(Point placement records)
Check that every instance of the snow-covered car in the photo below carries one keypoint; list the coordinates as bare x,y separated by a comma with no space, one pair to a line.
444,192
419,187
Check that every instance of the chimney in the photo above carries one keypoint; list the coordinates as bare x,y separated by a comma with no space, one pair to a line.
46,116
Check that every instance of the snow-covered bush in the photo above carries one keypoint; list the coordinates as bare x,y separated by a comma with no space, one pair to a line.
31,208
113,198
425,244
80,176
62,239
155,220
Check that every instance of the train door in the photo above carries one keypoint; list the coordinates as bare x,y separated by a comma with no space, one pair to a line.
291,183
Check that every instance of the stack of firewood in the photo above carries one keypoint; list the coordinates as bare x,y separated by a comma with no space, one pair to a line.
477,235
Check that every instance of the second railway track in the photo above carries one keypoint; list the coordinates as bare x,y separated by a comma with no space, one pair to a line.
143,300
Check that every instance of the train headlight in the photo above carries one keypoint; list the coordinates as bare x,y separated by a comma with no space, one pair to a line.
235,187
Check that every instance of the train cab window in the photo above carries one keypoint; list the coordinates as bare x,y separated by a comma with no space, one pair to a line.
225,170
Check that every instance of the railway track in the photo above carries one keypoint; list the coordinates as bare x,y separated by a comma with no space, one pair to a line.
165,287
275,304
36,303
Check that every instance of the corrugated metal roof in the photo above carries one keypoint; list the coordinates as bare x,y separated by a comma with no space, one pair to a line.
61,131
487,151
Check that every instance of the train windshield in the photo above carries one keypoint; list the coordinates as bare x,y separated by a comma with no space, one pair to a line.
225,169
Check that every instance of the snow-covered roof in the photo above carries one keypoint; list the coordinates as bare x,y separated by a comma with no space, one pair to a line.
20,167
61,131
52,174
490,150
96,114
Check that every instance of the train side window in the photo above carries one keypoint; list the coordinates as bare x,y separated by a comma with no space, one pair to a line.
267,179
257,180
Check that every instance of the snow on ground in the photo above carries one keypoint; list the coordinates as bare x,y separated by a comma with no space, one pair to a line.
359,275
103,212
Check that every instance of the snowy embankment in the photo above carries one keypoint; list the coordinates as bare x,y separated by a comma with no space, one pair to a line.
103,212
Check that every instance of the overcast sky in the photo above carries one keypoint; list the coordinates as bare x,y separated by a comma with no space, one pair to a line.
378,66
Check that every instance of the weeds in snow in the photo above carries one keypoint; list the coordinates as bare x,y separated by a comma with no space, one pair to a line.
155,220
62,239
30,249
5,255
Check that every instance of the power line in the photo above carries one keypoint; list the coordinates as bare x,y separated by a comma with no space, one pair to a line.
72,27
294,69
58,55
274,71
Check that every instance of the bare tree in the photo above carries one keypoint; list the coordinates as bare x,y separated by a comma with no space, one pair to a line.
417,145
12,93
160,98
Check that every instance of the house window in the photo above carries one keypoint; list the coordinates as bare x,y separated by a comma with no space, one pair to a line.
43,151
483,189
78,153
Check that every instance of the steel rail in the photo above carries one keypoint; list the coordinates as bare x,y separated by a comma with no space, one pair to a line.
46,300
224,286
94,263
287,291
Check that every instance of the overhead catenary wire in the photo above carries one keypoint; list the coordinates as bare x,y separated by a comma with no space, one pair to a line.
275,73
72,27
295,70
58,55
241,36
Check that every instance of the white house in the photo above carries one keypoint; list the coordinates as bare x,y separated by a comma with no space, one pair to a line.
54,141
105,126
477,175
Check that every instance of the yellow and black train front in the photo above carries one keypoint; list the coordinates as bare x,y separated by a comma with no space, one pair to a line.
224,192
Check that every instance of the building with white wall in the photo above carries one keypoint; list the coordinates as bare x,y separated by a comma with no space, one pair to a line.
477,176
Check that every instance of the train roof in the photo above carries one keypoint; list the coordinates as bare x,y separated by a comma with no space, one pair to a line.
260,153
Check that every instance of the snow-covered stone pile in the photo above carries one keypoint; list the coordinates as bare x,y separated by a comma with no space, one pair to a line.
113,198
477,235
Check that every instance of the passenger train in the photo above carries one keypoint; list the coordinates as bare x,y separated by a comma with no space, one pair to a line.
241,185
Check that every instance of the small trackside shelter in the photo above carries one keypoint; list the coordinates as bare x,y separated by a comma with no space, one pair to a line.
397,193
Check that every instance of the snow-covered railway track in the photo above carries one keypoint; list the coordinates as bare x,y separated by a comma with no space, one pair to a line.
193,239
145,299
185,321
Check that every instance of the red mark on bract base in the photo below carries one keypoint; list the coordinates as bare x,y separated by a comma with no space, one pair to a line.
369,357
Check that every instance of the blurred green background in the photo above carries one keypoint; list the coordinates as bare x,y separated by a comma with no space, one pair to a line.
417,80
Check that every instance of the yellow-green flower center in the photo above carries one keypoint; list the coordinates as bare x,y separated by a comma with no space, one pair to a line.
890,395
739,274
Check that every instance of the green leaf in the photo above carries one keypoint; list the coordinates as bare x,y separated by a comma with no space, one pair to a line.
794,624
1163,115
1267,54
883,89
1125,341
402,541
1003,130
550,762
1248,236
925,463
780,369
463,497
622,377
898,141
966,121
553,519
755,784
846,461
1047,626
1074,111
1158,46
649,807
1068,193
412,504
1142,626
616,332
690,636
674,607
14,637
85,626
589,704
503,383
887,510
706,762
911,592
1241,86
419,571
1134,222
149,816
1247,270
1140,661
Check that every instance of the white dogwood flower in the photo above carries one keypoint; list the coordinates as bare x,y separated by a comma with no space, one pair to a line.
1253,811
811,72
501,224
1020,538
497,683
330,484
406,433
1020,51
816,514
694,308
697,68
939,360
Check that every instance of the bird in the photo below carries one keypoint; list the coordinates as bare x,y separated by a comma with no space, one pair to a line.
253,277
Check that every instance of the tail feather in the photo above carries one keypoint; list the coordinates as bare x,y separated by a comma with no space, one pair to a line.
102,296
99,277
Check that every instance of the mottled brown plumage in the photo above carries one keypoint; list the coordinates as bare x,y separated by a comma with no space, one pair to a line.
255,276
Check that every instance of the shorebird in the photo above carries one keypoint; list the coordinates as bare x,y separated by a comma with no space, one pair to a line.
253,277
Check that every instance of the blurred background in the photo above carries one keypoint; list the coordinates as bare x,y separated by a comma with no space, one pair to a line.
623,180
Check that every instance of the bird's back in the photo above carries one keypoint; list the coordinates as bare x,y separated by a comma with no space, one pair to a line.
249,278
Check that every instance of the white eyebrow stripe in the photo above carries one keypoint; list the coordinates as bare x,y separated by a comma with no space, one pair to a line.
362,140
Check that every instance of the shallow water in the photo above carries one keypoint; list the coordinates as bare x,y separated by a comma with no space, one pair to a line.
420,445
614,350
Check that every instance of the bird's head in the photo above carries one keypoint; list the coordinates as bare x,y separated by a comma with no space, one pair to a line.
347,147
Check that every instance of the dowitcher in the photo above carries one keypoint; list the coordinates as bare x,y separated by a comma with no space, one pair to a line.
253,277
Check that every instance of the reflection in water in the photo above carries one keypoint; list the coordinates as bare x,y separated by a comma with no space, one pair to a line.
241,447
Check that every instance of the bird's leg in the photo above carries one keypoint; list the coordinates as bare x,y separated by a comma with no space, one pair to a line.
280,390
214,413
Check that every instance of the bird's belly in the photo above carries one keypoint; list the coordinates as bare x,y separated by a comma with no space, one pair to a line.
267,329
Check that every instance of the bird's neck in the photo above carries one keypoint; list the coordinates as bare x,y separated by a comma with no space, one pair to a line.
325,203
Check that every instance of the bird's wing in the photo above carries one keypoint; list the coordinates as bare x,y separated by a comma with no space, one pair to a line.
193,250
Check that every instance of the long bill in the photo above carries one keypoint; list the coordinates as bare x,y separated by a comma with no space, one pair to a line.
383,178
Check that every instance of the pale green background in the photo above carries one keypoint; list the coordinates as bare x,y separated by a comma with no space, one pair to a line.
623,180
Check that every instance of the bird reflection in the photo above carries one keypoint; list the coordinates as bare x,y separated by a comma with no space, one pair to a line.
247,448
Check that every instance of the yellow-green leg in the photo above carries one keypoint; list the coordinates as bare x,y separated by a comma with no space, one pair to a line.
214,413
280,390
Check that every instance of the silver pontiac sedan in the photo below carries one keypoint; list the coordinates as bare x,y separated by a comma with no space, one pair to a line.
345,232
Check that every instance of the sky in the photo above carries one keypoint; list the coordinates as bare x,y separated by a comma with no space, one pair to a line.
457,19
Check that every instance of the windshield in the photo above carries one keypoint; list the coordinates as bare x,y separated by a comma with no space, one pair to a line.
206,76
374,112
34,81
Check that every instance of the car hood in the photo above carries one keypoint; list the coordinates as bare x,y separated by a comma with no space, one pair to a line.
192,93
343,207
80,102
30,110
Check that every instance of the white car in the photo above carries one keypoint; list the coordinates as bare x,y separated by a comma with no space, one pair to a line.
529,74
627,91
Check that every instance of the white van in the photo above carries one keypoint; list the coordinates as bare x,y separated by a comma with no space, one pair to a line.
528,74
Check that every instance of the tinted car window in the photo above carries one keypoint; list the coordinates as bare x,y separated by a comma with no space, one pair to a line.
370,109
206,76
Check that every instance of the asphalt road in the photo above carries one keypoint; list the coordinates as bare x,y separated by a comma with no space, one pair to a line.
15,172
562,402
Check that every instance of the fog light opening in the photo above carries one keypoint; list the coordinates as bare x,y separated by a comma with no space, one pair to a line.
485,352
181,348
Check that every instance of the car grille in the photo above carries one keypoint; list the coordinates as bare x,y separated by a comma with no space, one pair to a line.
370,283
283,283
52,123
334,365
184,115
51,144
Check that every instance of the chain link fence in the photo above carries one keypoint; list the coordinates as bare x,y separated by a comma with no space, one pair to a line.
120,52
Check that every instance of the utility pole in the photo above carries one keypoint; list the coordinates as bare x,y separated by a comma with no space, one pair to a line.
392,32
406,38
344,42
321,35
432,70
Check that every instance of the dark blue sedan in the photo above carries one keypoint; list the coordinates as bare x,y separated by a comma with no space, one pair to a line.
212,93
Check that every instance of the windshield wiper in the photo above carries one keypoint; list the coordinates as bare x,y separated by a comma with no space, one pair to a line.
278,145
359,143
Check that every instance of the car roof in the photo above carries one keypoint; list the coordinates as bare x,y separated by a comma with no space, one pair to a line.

* [Job]
Starting at the line that contains "Check that every instance of the fog", output each remaining line of the listing, the last line included, exactly as it appears.

* [Finished exercise]
Check that every instance of the fog light opening in the photo above carries one keypoint; list the coordinates as bare x,y separated by a comma with no space, one pair to a line.
485,352
181,348
Check that every instance of the car grille in the photo above carries one keypoint; list the coordinates as bare x,y separated by a comma with no space, one pair to a line.
370,283
283,283
52,123
334,365
184,115
51,144
Check that every instance of the chain link fence in the photo above carries one keypoint; list the coordinates as bare x,y separated by a comma with no space, one pair to a line.
120,52
Check that every instance of the utility pole in the photo above carries one keypoint; list the coordinates as bare x,y separated by a comma with no space, one pair to a line.
392,32
406,38
344,42
321,35
432,70
Check that every instance of the dark blue sedan in the photo above carries one keypoint; list the coordinates as bare x,y separated by a comma with no space, one pair to a line.
212,93
Check that every instance of the windshield wiper in the photo above carries one keypoint; list the coordinates as bare x,y separated by a comma with no space, one pair to a line.
278,145
359,143
Check that every instance of the car roof in the photo above carries one keypoint; list the coordinates as bare x,y separated by a comma with no space, one pair to a line.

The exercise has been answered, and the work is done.